What the exercise asks:
Please copy out the entries below, swapping "single dot" for "single point" and changing nothing else. Leave the pictures out.

Excerpted records:

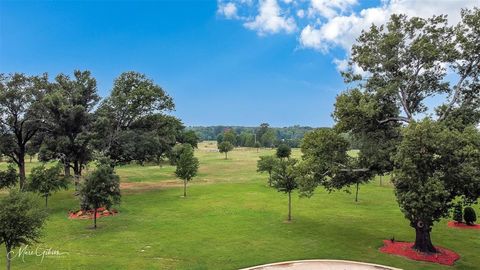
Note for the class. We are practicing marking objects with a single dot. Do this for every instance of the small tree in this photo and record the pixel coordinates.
(267, 164)
(187, 166)
(46, 181)
(469, 216)
(8, 178)
(20, 221)
(258, 145)
(457, 213)
(225, 147)
(284, 179)
(101, 188)
(283, 151)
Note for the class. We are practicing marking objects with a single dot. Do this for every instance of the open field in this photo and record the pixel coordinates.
(230, 220)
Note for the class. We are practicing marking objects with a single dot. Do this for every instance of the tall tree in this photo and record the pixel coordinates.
(267, 164)
(187, 166)
(285, 178)
(21, 115)
(190, 137)
(21, 221)
(133, 97)
(230, 136)
(101, 188)
(45, 181)
(283, 151)
(404, 63)
(8, 178)
(69, 119)
(268, 138)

Full output:
Note for the class. We are practicing marking objects with a single point. Do this for every instance of the small tree in this photo and record the pixel coordinates.
(267, 164)
(187, 166)
(46, 181)
(469, 216)
(8, 178)
(20, 221)
(258, 145)
(457, 213)
(225, 147)
(284, 179)
(101, 188)
(283, 151)
Note for the class. We are practicing marking objects with a single point. Do this for every instance of the open field in this photo and record the pixel coordinates.
(230, 220)
Note for the class. We are practicing marking objects with a single point. Do this for every instance of the tall tree in this photo and record the pixel coordinates.
(267, 164)
(187, 166)
(285, 178)
(21, 115)
(190, 137)
(21, 221)
(133, 97)
(230, 136)
(101, 188)
(45, 181)
(283, 151)
(404, 63)
(8, 178)
(69, 119)
(268, 138)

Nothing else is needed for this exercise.